Consigne 1
Répondez à ces questions d'après le texte sur Helvetiq :
(a) Combien d'exemplaires la ville de Vevey va-t-elle acheter pour les élèves ?
(b) À combien de personnes Hadi Barkat a-t-il proposé une formule de souscription ?
(c) Dans quelle ville vivait Hadi Barkat quand il a reçu la commande d'un jeu Helvetiq ?

Texte fourni
70 références au catalogue et présence dans dix pays
La première est celle d'un élu veveysan. Auteur d'un texte législatif sur l'apprentissage du système politique suisse et vaudois, il reçoit Hadi Barkat et intervient en sa faveur auprès de sa commune: la ville de Vevey va acheter 500 exemplaires pour les élèves des écoles, afin de leur apprendre la vie civique. D'autre part, le jeune homme a proposé à 150 personnes une formule de souscription afin de commander le jeu avant sa réalisation pour l'avoir à tarif réduit, «un peu comme du crowdfunding avant que le concept ne soit répandu». Un journaliste entend parler du jeu et en parle à la RTS: c'est la ruée... En quelques semaines, les 3000 exemplaires sont vendus et de nouvelles éditions sont lancées: une réédition en français mais aussi des versions en allemand, en italien, en anglais,...
SWISS IQ - Qui a le plus haut QI en suisse? from Helvetiq on Vimeo .
Ce premier succès lui donne des ailes. Sur la base de la jeune société Helvetiq créée pour commercialiser le jeu, d'autres idées sont imaginées. Au fil des mois, le potentiel s'affirme. Certaines rencontres permettent d'envisager des projets plus ambitieux. Ainsi, Hadi Barkat raconte cette anecdote survenue à Boston alors qu'il y vivait dans le cadre d'un poste de coach pour CEO d'une startup: «Je reçois une commande d'un jeu Helvetiq et je me rends compte que la commande émane d'une personne installée à Boston: je l'appelle et lui dis en plaisantant que nous avons un service de livraison express. Dix minutes plus tard, je lui déposais un jeu que j'avais en réserve avec moi. Il a été tellement amusé par ce hasard et a tellement apprécié le jeu qu'il m'a mis en relation avec un studio de jeux en Californie».

Lignes extraites

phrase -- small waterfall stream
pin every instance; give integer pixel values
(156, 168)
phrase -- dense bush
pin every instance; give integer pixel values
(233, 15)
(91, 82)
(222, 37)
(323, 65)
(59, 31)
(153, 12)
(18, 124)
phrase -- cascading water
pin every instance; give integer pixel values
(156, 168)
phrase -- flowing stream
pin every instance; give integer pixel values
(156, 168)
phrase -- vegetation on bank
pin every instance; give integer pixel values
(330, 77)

Consigne 2
Réécrivez les lignes ci-dessus en commençant à celle qui contient « phrase -- cascading water » et en terminant à la dernière ligne, toutes deux comprises. Remplacez « pin every instance » par « mark every instance » et ne changez rien d'autre.

Réponse rédigée 1
(a) 500 exemplaires.
(b) 150 personnes.
(c) À Boston.

Réponse rédigée 2
phrase -- cascading water
mark every instance; give integer pixel values
(156, 168)
phrase -- flowing stream
mark every instance; give integer pixel values
(156, 168)
phrase -- vegetation on bank
mark every instance; give integer pixel values
(330, 77)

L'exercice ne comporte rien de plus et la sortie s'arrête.